§ Things to do
**1)** List everything the essay on persons and personae names as part of the conscious construction of a drag persona.
**2)** In the essay on persons and personae, what drag performer did the writer see at the nightclub?

§ Document passage
Person V Persona

I went to a nightclub to see a noted drag act. Alexis Michelle was fabulous! She’s a great singer with endearing patter between songs, a wonderful selection of music, an engaging personality, and a head-to-toe, fully realized persona. The difference between the person and the persona is important to performers. With a drag show, it’s a conscious construction with make-up, manicure, eyelashes, wig, gowns and more…

It’s also an agreement between the audience and the performer. Just as a theater audience agrees to occupy the space of the fourth wall, the nightclub audience doesn’t try to look behind the curtain to see the singer without her costume. When the singer is really good—and Alexis Michelle is really good—the real feelings and the sentiment in the songs, carries the show along with the feathers & sequins.

This got me thinking about the personae we call carry within us, and the multiple personae that play hide & seek in fiction. No, I’m not talking about multiple personality disorders (certainly enough of them in mystery fiction & horror). I’m talking about the way real people act in varied situations and how characters in fiction tend to flatten out and become one-note personalities. All too many secondary characters are one-dimensional, but I’m more concerned with protagonists that are summed up in one-liners.

How many times have you read a mystery with a heartbroken, alcoholic, former policeman, paying penance for his past mistakes, while drowning his sorrows? OR The whip-smart, wise-cracking, self-deprecating private eye, too focused to notice that her best friend is her perfect mate? A real person projecting either of those personae would have a few other dimensions. Perhaps there’s a part of him that isn’t sorry for his past or a part that dresses up as a clown for a children’s hospital? Perhaps part of her notices her buddy, but doubts he’d ever be the kind of man she dreams of… In other words, as characters, they might have ideas, dreams, and activities, that aren’t part of that set persona. The super nice person might be rude to wait staff, revealing a hidden well of anger and hatred. The cold person might have a warm & fuzzy streak.

I’m starting to play with this as I prepare for the BIG REWRITE of the oft rewritten novel. The goal is to give the protagonist, her significant other, and the principal players in the story more than their easy descriptions imply. This is going to be tricky, but I think it’s worth exploring.

§ Records shown

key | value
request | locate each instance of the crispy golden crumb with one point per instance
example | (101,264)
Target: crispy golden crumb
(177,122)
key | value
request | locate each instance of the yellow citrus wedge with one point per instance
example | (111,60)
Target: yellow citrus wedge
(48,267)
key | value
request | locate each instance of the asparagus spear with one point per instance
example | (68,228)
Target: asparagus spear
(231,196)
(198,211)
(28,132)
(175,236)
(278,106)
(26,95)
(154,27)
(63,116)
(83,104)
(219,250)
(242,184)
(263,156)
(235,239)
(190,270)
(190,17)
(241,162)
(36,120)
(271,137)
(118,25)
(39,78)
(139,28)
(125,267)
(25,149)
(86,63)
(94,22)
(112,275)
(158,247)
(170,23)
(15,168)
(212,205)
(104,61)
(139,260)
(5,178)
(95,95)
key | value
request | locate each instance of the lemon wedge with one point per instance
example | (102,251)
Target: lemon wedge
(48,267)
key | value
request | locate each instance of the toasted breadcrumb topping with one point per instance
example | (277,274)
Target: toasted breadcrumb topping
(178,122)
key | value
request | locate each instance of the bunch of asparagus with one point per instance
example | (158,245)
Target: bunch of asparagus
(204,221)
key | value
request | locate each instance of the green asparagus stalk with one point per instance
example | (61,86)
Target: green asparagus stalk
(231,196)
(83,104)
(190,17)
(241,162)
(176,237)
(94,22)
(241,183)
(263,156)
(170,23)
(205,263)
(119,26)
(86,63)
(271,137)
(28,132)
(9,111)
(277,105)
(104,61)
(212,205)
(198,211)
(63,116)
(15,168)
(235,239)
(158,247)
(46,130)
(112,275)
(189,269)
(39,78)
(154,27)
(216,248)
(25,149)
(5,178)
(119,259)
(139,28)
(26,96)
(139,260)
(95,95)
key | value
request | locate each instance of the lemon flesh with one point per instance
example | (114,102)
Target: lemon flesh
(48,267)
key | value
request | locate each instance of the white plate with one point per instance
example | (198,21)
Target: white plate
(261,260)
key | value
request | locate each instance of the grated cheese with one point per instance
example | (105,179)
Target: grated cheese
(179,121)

§ Answers to the problems
**1)** make-up, manicure, eyelashes, wig, gowns

**2)** Alexis Michelle